TASK DETAILS
Your response should consist of every line below, reproduced without alteration.

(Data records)
□ □ □ □ □ □ □

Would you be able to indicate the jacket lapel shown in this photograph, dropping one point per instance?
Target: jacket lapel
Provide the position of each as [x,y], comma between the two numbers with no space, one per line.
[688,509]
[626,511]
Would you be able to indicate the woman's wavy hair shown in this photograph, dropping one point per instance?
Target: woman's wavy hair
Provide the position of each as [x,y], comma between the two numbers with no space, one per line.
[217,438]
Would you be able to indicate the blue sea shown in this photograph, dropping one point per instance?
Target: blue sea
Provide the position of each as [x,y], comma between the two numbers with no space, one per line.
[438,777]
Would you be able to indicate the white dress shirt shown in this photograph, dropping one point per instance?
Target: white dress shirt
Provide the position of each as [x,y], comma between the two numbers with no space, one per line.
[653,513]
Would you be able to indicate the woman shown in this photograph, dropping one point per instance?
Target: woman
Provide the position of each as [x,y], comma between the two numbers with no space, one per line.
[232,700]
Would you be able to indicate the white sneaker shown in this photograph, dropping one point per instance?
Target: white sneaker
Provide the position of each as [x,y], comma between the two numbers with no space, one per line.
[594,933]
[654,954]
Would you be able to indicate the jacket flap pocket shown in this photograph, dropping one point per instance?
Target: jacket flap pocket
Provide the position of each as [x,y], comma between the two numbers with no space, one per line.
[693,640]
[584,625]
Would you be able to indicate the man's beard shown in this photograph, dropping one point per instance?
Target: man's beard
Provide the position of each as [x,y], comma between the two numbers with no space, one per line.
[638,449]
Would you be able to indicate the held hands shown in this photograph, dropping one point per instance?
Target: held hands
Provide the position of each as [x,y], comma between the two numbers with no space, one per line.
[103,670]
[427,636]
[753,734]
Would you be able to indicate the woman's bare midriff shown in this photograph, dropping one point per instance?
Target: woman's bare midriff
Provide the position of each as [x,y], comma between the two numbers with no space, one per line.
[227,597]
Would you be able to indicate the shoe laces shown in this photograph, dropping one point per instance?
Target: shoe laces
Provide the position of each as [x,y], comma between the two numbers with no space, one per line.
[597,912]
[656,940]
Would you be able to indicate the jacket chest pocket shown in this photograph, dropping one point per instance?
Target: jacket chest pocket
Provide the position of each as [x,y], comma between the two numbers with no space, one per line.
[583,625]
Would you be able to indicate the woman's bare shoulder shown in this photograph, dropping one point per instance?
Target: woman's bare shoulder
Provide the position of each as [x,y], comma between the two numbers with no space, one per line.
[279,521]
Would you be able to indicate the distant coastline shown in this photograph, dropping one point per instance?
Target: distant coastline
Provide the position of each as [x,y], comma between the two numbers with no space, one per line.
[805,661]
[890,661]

□ □ □ □ □ □ □

SOLVED EXERCISE
Would you be able to indicate the jacket lapel shown in this photograph, dropping one point per instance?
Target: jacket lapel
Provide the position of each as [x,y], comma between the two numbers with no space, one per line.
[688,509]
[626,511]
Would you be able to indicate the woman's wavy hair shown in this photograph, dropping one point per instance?
Target: woman's wavy hair
Provide the position of each as [x,y], comma between the two numbers with no space, one per line.
[217,438]
Would you be able to indicate the blue sea shown in this photograph, dropping one point per instance?
Target: blue sea
Provide the position of each as [x,y], comma between the two numbers with no space, one per line.
[438,777]
Would you be able to indicate the white dress shirt shown in this photograph, dropping one point per instance?
Target: white dress shirt
Provide the position of each as [x,y], comma between the two numbers with no space, one per line.
[653,513]
Would you be able to indicate the woman shown in this photograph, dropping one point per instance?
Target: woman
Provide the position of each as [x,y], comma between the two numbers with no space, one per line.
[232,700]
Would you be able to indicate the white sneaker shown in this photograph, dropping one point per instance?
Target: white sneaker
Provide the position of each as [x,y], comma between the two numbers with no space, one per line.
[594,933]
[654,954]
Would you be able to indicate the jacket flap pocket shown in this photograph, dropping one point per instance?
Target: jacket flap pocket
Provide the position of each as [x,y], comma between the two numbers with no space, one per line.
[693,640]
[584,625]
Would you be able to indicate the man's beard shown in this photograph, dropping one point per instance?
Target: man's beard
Provide the position of each as [x,y], comma between the two numbers with no space, one per line.
[638,449]
Would you be able to indicate the held hands shown in this photograph, dropping one point per instance?
Target: held hands
Provide the position of each as [x,y], comma between the two numbers with no space, one per line.
[103,670]
[427,636]
[753,734]
Would you be able to indicate the woman's bare midriff shown in this photograph, dropping one point per instance?
Target: woman's bare midriff
Provide the position of each as [x,y], comma between the two numbers with no space, one per line.
[227,597]
Would you be able to indicate the shoe laces shown in this photograph, dropping one point per instance?
Target: shoe laces
Provide the position of each as [x,y], comma between the two numbers with no space, one per line.
[597,912]
[656,940]
Would you be able to indicate the jacket chest pocket shown in this photograph, dropping one point per instance?
Target: jacket chest pocket
Provide the position of each as [x,y], comma between the two numbers with no space, one per line.
[583,625]
Would you be able to indicate the woman's bare shoulder shown in this photograph, dropping one point per instance?
Target: woman's bare shoulder
Provide the position of each as [x,y], comma between the two numbers with no space, one per line.
[279,521]
Would you be able to indicate the distant coastline shown in this photograph, dropping one point per instance?
Target: distant coastline
Provide the position of each as [x,y], comma between the two numbers with no space, one per line.
[805,661]
[890,661]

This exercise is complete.